__OPDRACHT 1__.
Beantwoord met behulp van het tekstfragment de volgende vragen. Zet elk antwoord op een eigen regel met dezelfde letter.
(a) Hoeveel dagen dobbert de Discovery al op de oceaan?
(b) Uit welk land komt Tiago Bilo?
(c) Hoeveel verankeringen hoopt Tiago na de D5 de komende maand nog op te halen?
__OPDRACHT 2__.
Geef bij elke bewering aan of die klopt met het tekstfragment. Antwoord met ja of nee en citeer letterlijk de woorden uit de tekst die de doorslag geven.
(a) De verankeringen liggen al twintig jaar op de bodem van de Noord-Atlantische Oceaan.
(b) Tiago is voor het eerst zelf als leider verantwoordelijk voor een expeditie.
(c) De verankeringen maken contact vanaf een diepte tussen de tweeduizend en vierduizend meter.

4 augustus, 16.30 uur. 58° 00.24 noord, 25° 40.49’ west

Midden op de uitgestrekte Noord-Atlantische Oceaan, duizenden kilometers uit de kust, op een plek waar bijna niemand ooit geweest is en al dagen geen ander schip aan de horizon verscheen, klinken al urenlang zacht ritmische piepjes. Ze komen uit een klein grijs kastje het achterdek van onderzoeksschip Discovery dat nu drie dagen dobbert op de oceaan.

Tiago Bilo, een jonge Braziliaanse oceanograaf die Engels praat met een accent, luistert samen met zijn collega’s aandachtig naar de piepjes. Hij is altijd wel op dit achterdek te vinden met oranje helm, handschoenen en veiligheidslaarzen, en anders met pet en sportieve trui in het lab van het schip. Tiago is een van de hardst werkende oceanografen aan boord en als jonge PhD-student voer hij al talloze keren mee met onderzoeksschepen. Maar dit is de eerste keer dat hij als leider zélf verantwoordelijk is voor een expeditie.

Gewoonlijk zijn Tiago’s donkerbruine pretogen een van de eerste dingen die aan hem opvallen, maar nu kijkt hij gestrest. Hij ontvangt al uren geen signaal van zijn verankering, de D5. Die D5 verankering (een zwarte metalen platte schijf met daaraan een lijn met wetenschappelijk instrumenten en boeien op verschillende dieptes) is er één in een reeks van ongeveer zestig die al tien jaar op de bodem van de Noord-Atlantische Oceaan liggen. De verankeringen maken vanaf een diepte tussen de tweeduizend en vierduizend meter contact via die piepjes met het grijze kastje op het schip en verzamelen meetgegevens, over een machtige, invloedrijke zeestroom, de AMOC genoemd. De enige manier om de meetgegevens uit de instrumenten in de diepzee te kunnen halen, is door eerst contact te maken met de verankering en de instrumenten daarna op commando naar boven te laten drijven. D5 is de eerste die Tiago ophaalt, de komende maand volgen er nog elf, hoopt hij.

[Records]
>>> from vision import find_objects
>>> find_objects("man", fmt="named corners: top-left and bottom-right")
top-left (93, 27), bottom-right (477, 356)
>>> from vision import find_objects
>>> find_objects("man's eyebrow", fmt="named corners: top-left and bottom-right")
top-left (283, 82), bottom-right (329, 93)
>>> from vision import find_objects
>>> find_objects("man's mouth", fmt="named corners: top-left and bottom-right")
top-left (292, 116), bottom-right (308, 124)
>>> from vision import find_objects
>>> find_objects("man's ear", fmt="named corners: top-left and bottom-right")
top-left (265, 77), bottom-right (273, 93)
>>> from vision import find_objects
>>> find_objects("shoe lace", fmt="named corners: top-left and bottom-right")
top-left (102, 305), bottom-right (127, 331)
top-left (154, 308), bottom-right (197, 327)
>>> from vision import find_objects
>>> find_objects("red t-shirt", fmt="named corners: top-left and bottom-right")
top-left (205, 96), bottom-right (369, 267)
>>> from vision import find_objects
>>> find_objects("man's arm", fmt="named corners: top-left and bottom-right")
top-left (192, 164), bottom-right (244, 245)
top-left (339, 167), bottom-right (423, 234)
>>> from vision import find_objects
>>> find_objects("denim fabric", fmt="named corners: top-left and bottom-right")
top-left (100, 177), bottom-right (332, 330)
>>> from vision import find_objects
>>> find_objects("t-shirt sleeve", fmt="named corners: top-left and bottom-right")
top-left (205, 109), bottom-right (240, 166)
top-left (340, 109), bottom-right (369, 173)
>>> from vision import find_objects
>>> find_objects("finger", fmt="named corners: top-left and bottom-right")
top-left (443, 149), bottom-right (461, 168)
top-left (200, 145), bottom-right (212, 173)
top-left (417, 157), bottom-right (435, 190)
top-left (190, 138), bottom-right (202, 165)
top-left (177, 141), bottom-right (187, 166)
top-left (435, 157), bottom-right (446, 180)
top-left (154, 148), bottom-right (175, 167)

__VOLLEDIG ANTWOORD 1__.
(a) Drie dagen.
(b) Uit Brazilië.
(c) Nog elf.

__VOLLEDIG ANTWOORD 2__.
(a) Nee: "die al tien jaar op de bodem van de Noord-Atlantische Oceaan liggen"
(b) Ja: "Maar dit is de eerste keer dat hij als leider zélf verantwoordelijk is voor een expeditie."
(c) Ja: "De verankeringen maken vanaf een diepte tussen de tweeduizend en vierduizend meter contact"